** Task requirements **
Rewrite every line of the items below, starting with the line that contains "of the grey" and going on through the last line of the items. Keep the wording unchanged, but multiply each point coordinate in the answers by 0.95 and round to whole numbers, with halves rounded up.

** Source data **
○ ○ ○

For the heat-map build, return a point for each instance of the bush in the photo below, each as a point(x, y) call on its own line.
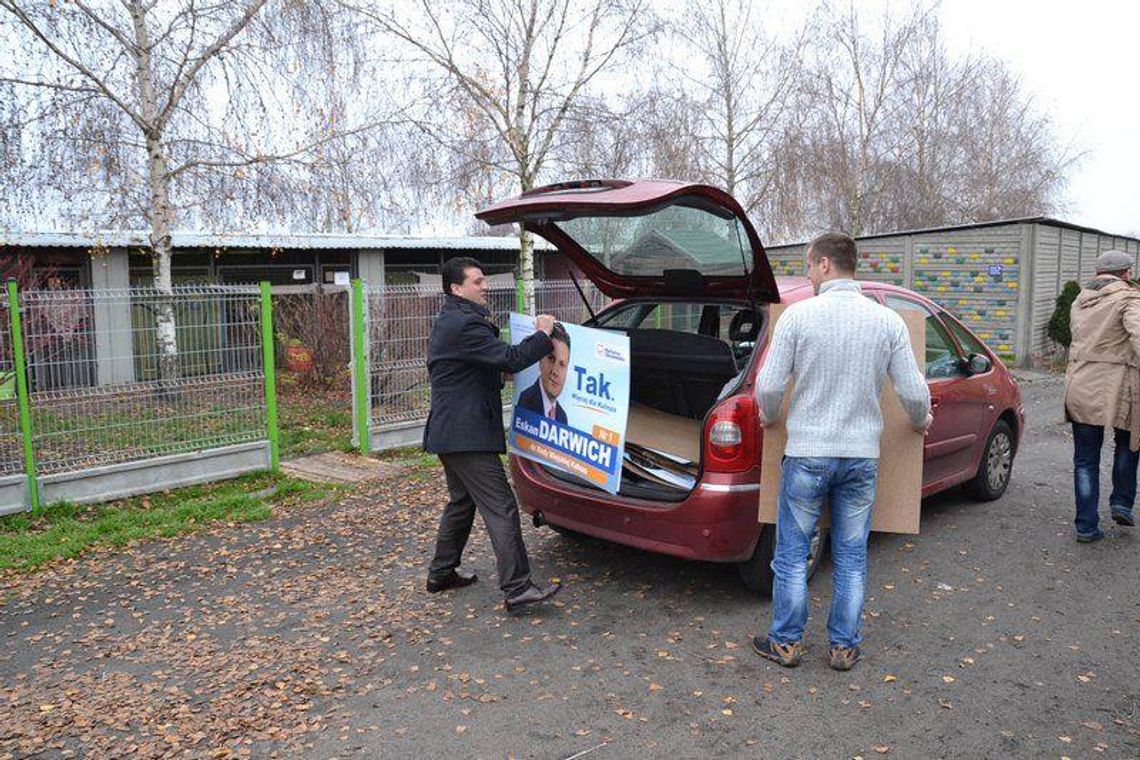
point(319, 321)
point(1059, 323)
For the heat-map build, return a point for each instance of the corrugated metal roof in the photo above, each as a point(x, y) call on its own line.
point(1048, 221)
point(181, 239)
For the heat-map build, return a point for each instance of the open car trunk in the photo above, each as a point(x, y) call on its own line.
point(666, 242)
point(676, 378)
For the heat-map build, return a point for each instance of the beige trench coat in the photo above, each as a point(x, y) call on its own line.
point(1102, 378)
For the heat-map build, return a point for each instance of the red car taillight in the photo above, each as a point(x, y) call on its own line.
point(732, 434)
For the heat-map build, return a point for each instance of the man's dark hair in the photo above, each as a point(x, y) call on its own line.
point(560, 334)
point(455, 271)
point(836, 247)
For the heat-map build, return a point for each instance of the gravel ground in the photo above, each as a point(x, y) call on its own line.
point(990, 634)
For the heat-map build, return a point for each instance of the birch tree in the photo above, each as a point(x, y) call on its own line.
point(520, 66)
point(743, 84)
point(168, 106)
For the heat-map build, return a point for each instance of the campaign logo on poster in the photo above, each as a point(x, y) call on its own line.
point(570, 408)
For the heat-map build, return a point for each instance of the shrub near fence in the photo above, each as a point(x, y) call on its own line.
point(104, 419)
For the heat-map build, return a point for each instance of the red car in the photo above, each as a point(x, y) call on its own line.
point(694, 285)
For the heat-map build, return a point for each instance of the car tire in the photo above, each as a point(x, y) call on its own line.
point(996, 465)
point(756, 572)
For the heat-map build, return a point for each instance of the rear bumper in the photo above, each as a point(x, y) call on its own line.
point(718, 522)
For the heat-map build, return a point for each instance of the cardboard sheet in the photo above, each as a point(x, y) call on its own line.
point(897, 501)
point(657, 430)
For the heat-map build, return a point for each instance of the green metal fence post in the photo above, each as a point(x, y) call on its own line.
point(360, 368)
point(270, 370)
point(23, 399)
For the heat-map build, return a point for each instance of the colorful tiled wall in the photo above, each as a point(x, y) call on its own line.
point(978, 284)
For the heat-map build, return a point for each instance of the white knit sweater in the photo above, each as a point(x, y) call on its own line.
point(839, 346)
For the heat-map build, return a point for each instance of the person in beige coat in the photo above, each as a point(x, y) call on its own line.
point(1102, 389)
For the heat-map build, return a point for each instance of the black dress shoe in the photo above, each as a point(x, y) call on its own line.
point(454, 579)
point(531, 595)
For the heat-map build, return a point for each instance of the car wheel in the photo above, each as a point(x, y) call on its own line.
point(756, 571)
point(996, 464)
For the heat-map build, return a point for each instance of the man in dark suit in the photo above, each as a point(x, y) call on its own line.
point(465, 362)
point(543, 397)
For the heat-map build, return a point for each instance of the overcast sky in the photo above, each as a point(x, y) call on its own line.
point(1080, 60)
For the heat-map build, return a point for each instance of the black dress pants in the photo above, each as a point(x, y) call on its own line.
point(475, 480)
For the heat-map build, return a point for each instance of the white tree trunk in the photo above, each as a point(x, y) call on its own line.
point(160, 213)
point(165, 333)
point(527, 270)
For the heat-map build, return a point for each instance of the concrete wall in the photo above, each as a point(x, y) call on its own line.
point(114, 346)
point(371, 267)
point(1002, 282)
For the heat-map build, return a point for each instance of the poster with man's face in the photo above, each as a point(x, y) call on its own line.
point(570, 408)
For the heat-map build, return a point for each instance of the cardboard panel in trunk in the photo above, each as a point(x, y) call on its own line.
point(897, 500)
point(664, 432)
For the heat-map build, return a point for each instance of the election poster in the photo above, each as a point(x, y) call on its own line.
point(570, 408)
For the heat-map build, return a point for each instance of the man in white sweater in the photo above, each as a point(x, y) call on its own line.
point(839, 348)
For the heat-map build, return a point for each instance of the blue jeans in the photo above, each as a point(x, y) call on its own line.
point(848, 484)
point(1086, 442)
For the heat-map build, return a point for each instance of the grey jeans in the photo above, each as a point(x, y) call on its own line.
point(475, 480)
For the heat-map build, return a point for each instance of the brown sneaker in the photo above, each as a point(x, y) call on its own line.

○ ○ ○

** Exercise response **
For the heat-map build, return a point for each instance of the grey jeans in the photo above, each as a point(x, y) call on its own line.
point(451, 456)
For the heat-map build, return a point for each instance of the brown sneaker in the photo above, each as a point(x, y) call on its own line.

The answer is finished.